Reproduce the following listing line for line, without any change, and omit the pictures from your answer.

<<<<

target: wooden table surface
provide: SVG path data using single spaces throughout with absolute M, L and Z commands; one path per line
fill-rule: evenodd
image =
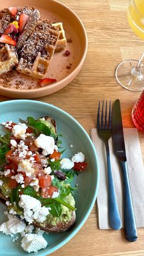
M 84 65 L 76 78 L 64 89 L 37 100 L 53 104 L 73 115 L 89 133 L 95 127 L 99 99 L 120 99 L 123 124 L 133 127 L 131 110 L 140 92 L 121 87 L 115 69 L 126 59 L 137 59 L 144 43 L 133 33 L 126 17 L 128 0 L 61 0 L 76 12 L 87 31 L 88 46 Z M 0 97 L 1 101 L 9 100 Z M 144 133 L 139 133 L 144 158 Z M 100 163 L 99 163 L 100 164 Z M 143 196 L 143 195 L 142 195 Z M 144 229 L 138 240 L 128 242 L 123 230 L 100 230 L 96 206 L 79 232 L 53 256 L 144 255 Z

>>>>

**Complete output:**
target: wooden table surface
provide: SVG path data using single spaces throughout with absolute M, L and Z commands; one path per line
fill-rule: evenodd
image =
M 84 65 L 76 78 L 64 89 L 37 100 L 53 104 L 73 115 L 89 133 L 95 127 L 99 99 L 120 99 L 123 124 L 133 127 L 131 110 L 140 92 L 121 87 L 115 69 L 126 59 L 137 59 L 144 43 L 133 33 L 126 17 L 128 0 L 61 0 L 76 12 L 87 31 L 88 46 Z M 0 97 L 1 101 L 9 100 Z M 144 133 L 139 133 L 144 158 Z M 100 163 L 99 163 L 100 164 Z M 143 196 L 143 195 L 142 195 Z M 144 229 L 138 240 L 128 242 L 123 230 L 100 230 L 96 206 L 79 232 L 53 256 L 144 255 Z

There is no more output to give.